[Saved entries]
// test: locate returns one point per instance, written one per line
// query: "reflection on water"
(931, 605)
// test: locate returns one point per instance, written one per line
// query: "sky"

Aim of the exercise:
Start at the top line of the records and retype them all exactly.

Exercise response:
// test: locate returns one point per instance, written one per line
// query: "reflection on water"
(931, 605)
// test: locate returns one point per instance, written one per line
// query: "sky"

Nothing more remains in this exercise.